[Stored data entries]
= Beginning of Section =
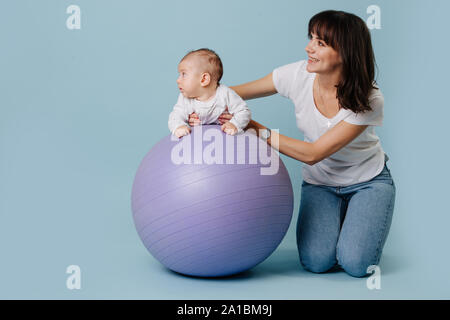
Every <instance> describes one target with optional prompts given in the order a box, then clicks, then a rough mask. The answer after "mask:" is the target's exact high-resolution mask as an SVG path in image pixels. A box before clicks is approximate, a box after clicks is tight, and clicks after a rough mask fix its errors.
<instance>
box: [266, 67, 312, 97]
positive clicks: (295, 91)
mask: <svg viewBox="0 0 450 320" xmlns="http://www.w3.org/2000/svg"><path fill="white" fill-rule="evenodd" d="M307 64H308V62H307V61H306V60H300V61H296V62H293V63H289V64H285V65H283V66H281V67H278V68H276V69H275V70H274V71H273V73H272V77H273V82H274V85H275V89H277V92H278V93H280V94H281V95H282V96H285V97H288V98H293V97H294V96H293V94H294V93H295V92H297V93H298V92H299V90H301V89H302V88H305V86H304V83H305V82H307V81H308V80H310V79H312V78H313V74H312V73H309V72H308V71H307V70H306V65H307Z"/></svg>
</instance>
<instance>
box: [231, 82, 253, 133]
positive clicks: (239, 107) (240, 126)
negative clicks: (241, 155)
mask: <svg viewBox="0 0 450 320" xmlns="http://www.w3.org/2000/svg"><path fill="white" fill-rule="evenodd" d="M228 100H229V101H228V102H229V105H228V110H229V112H230V113H231V114H232V115H233V118H231V120H230V122H231V123H232V124H233V125H234V126H235V127H236V128H237V130H238V133H240V132H242V131H243V130H244V129H245V127H247V125H248V123H249V122H250V120H251V117H252V114H251V112H250V109H249V108H248V106H247V104H246V103H245V101H244V100H242V98H241V97H239V96H238V95H237V93H236V92H234V91H233V90H231V89H229V94H228Z"/></svg>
= End of Section =
### INSTRUCTIONS FOR THE TASK
Please retype every record exactly, leaving the pictures out.

### TASK ANSWER
Every <instance> describes one target with optional prompts given in the order a box, then clicks, then a rough mask. The answer after "mask:" is the target's exact high-resolution mask as an SVG path in image pixels. A box before clicks is approximate, a box after clicks is tight, and clicks after a rough mask fix its errors.
<instance>
box: [266, 67, 312, 97]
positive clicks: (295, 91)
mask: <svg viewBox="0 0 450 320" xmlns="http://www.w3.org/2000/svg"><path fill="white" fill-rule="evenodd" d="M307 64H308V62H307V61H306V60H300V61H296V62H293V63H289V64H285V65H283V66H281V67H278V68H276V69H275V70H274V71H273V73H272V77H273V82H274V85H275V89H277V92H278V93H280V94H281V95H282V96H285V97H288V98H293V97H294V96H293V94H294V93H295V92H297V93H298V92H299V90H301V89H302V88H305V86H304V83H305V82H307V81H308V80H310V79H312V78H313V74H312V73H309V72H308V71H307V70H306V65H307Z"/></svg>
</instance>
<instance>
box: [231, 82, 253, 133]
positive clicks: (239, 107) (240, 126)
negative clicks: (241, 155)
mask: <svg viewBox="0 0 450 320" xmlns="http://www.w3.org/2000/svg"><path fill="white" fill-rule="evenodd" d="M228 100H229V101H228V102H229V105H228V110H229V112H230V113H231V114H232V115H233V118H231V120H230V122H231V123H232V124H233V125H234V126H235V127H236V128H237V130H238V133H240V132H242V131H243V130H244V129H245V127H247V125H248V123H249V122H250V120H251V117H252V114H251V112H250V109H249V108H248V106H247V104H246V103H245V101H244V100H242V98H241V97H239V96H238V95H237V93H236V92H234V91H233V90H231V89H229V94H228Z"/></svg>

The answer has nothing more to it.